▶ [WHAT TO PRODUCE] Render all of the records below as a numbered list, omitting any blank lines.
--- Begin ---
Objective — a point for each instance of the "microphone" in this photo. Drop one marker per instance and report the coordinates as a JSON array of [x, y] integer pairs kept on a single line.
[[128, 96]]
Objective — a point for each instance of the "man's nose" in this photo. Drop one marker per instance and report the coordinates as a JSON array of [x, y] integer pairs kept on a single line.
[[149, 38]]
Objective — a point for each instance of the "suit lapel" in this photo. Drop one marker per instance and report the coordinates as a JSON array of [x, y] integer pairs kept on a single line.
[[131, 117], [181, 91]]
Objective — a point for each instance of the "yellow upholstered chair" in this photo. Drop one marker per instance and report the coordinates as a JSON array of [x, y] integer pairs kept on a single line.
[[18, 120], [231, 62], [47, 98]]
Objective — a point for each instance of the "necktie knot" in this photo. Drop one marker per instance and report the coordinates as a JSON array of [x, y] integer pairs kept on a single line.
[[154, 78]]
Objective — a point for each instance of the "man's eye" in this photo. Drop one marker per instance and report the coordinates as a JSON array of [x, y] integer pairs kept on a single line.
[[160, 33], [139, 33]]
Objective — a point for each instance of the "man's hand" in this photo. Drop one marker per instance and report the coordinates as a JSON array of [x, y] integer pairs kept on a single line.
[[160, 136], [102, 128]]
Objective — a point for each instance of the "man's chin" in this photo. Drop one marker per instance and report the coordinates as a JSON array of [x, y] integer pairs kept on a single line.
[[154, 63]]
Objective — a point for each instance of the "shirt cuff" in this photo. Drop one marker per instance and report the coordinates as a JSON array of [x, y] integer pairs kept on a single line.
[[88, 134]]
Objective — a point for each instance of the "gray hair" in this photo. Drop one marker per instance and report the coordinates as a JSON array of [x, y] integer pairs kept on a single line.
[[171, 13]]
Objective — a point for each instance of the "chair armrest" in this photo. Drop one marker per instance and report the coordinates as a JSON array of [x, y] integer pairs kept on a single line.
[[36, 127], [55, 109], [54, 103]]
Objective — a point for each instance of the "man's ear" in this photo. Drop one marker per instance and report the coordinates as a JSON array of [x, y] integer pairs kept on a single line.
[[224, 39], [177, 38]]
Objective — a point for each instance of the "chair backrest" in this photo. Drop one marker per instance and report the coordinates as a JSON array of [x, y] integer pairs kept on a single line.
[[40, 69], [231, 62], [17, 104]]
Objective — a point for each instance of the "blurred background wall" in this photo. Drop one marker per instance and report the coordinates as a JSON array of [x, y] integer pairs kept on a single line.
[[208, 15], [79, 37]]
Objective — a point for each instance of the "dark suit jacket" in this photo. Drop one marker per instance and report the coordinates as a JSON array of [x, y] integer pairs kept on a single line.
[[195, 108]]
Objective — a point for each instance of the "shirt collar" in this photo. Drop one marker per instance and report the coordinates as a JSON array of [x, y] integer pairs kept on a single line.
--- End ---
▶ [THE REPLY]
1. Objective — a point for each instance of the "microphone" in this photo. Drop one marker per instance and report the coordinates as a JSON array of [x, y] integer pairs kept on a single line.
2. [[128, 96]]
3. Objective — a point for each instance of the "man's nose" in this photo. Drop one marker per instance and report the coordinates as a JSON array of [x, y] integer pairs kept on a single line.
4. [[149, 38]]
5. Objective — a point for each instance of the "suit lapel" in this photo. Drop one marker per instance and report the coordinates as a JSON array of [x, y] integer pairs kept on a single line.
6. [[131, 117], [181, 91]]
7. Objective — a point for each instance of the "yellow upholstered chair" in this photo. Drop one marker per instance and report the coordinates as a JSON array of [x, y] integer pairs kept on a single line.
8. [[18, 120], [231, 62], [47, 98]]
9. Objective — a point for each instance of the "necktie knot" in this photo. Drop one marker per instance and report the coordinates as a JSON array of [x, y] integer pairs kept on a single line.
10. [[154, 78]]
11. Objective — a point for each instance of the "man's eye" in this photo. Drop one marker per instance and report the coordinates as a JSON array of [x, y] integer pairs kept on a single line.
12. [[160, 33], [139, 33]]
13. Objective — a point for each instance of the "man's hand" in this photo. Drop one marker per instance and report the coordinates as a JSON array of [x, y] integer pairs kept on a single line.
14. [[160, 136], [102, 128]]
15. Objective — a point for each instance of the "man's chin" in this photo. Drop one marker per instance and report the coordinates as a JSON array of [x, y] integer pairs kept on a single line.
16. [[154, 63]]
17. Objective — a point for each instance of the "shirt cuff" in this photo. Drop one marker per instance and report the coordinates as a JSON array of [x, y] integer pairs kept on a single line.
18. [[88, 134]]
19. Objective — a point for each instance of the "gray hair" in this photo. Drop one marker per instance and report the coordinates as a JSON array of [x, y] integer pairs kept on a single line.
20. [[171, 13]]
21. Objective — a point for each instance of the "chair armrest" in this photo. Drop one marker per instance and report the coordinates as a JSON array of [x, y] integer pairs kept on a single line.
22. [[36, 127], [55, 109], [54, 103]]
23. Objective — a point for each instance of the "man's ear" in this photo. Drop one marker per instance and report the coordinates as a JSON array of [x, y] integer pairs kept on a single line.
24. [[224, 39], [177, 38]]
25. Objective — a point for each instance of the "chair backrest" in this photo. Drop one marker per instance and report the coordinates as a JSON array of [x, y] integer pairs kept on a single line.
26. [[40, 69], [231, 62], [17, 104]]
27. Objective — a point for each instance of the "blurred background wall" in this photo. Drop one marker per instance and report the coordinates as a JSON array of [x, y] integer pairs kept on a single line.
28. [[208, 15], [79, 37]]
29. Objective — a point for each instance of the "dark suit jacket" in this photo. Drop one marker per instance and report the coordinates as a JSON array of [x, y] integer pairs kept on a single line.
30. [[195, 108]]
31. Objective — a point for each instance of the "shirt collar" in this photo. Drop one marker per instance and report the coordinates as a JSON array of [x, y] integer pairs kept on a single line.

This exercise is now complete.